Point-based annotation data

● ● ●

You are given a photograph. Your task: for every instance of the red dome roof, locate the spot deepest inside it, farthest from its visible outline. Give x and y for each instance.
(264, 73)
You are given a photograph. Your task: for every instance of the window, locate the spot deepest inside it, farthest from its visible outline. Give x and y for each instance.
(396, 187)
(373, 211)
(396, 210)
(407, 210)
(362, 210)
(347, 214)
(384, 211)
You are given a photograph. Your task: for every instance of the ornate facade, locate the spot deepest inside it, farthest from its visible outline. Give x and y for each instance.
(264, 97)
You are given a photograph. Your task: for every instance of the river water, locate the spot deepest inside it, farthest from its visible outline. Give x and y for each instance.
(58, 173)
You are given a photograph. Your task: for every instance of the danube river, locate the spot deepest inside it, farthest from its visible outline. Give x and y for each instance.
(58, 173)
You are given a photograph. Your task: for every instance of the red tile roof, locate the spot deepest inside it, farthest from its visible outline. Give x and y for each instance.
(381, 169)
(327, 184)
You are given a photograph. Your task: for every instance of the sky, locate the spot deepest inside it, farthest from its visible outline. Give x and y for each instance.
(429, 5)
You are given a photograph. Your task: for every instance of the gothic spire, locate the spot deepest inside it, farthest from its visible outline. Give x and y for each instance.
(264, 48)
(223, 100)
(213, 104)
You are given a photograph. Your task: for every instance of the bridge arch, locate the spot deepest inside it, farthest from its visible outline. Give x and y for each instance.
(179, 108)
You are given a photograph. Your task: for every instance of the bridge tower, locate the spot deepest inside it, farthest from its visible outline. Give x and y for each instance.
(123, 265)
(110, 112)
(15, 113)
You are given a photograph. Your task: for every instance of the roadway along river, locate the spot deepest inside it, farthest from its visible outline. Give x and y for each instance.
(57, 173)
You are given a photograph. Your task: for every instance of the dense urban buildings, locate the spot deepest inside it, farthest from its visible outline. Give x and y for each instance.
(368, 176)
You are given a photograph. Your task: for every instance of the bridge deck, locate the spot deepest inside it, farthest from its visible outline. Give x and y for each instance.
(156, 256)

● ● ●

■ INSTRUCTIONS TO FOLLOW
Repeat all the records. Match each line exactly.

■ SOLUTION FOR THIS EXERCISE
You are given a photograph. Your task: for every instance of the red dome roof, locate the spot deepest inside it, farthest from its visible outline. Give x and y for each instance.
(264, 73)
You are given a photograph. Your task: for every instance of the window, locate the spot deepest inside it, farthest from its visible outline. Give x and y for each instance.
(396, 187)
(373, 211)
(396, 210)
(407, 210)
(362, 210)
(347, 214)
(384, 211)
You are given a photograph. Your task: for every instance of the ornate facade, locate the spot deepest inside it, farthest from its visible outline. Give x and y for each instance.
(264, 97)
You are given a photograph. Your task: for every instance of the river water, locate the spot deepest inside it, farthest from its visible outline. Give x and y for each instance.
(58, 173)
You are given a photograph. Your task: for every instance of the danube river, locate the spot deepest inside it, farthest from its visible outline. Give x and y for each instance.
(58, 173)
You are given a photograph. Your task: for every instance of the red tile roof, locate the spot deepest inside it, farthest from its visible outline. Give x and y for each instance.
(381, 169)
(327, 184)
You are given a photograph. Your task: for every instance of the sky, locate the spot deepest inside it, farthest from its visible outline. Give x and y for each instance.
(429, 5)
You are given a photograph. Your task: for every instance of the gothic spire, locate the spot deepest inside it, farthest from its visible outline. Give x and y for each instance.
(264, 48)
(223, 100)
(213, 104)
You are given a photograph. Your task: for every instance of the bridge arch, locate the spot deepest inside it, farthest from its visible outline. Give x and y for each instance.
(179, 108)
You are given a photograph. Your task: for every instance of the bridge tower, locate the spot deepest inside it, farthest from its visible outline. Give x and y for each instance.
(123, 265)
(110, 112)
(15, 113)
You are given a photograph. Your task: for every instance of the roadway along river, locate the spot deepest inside it, farthest from its visible outline. Give x and y for each instance.
(57, 173)
You are given a photograph. Your task: for every instance of the dense urban buildings, locate the spot deepest inside it, farthest from its visible outline. Give x and y for each instance.
(368, 176)
You are given a photograph. Your task: for every instance of the bridge deck, locate the spot deepest inside it, farthest from its visible outline. Give x and y for each instance.
(156, 256)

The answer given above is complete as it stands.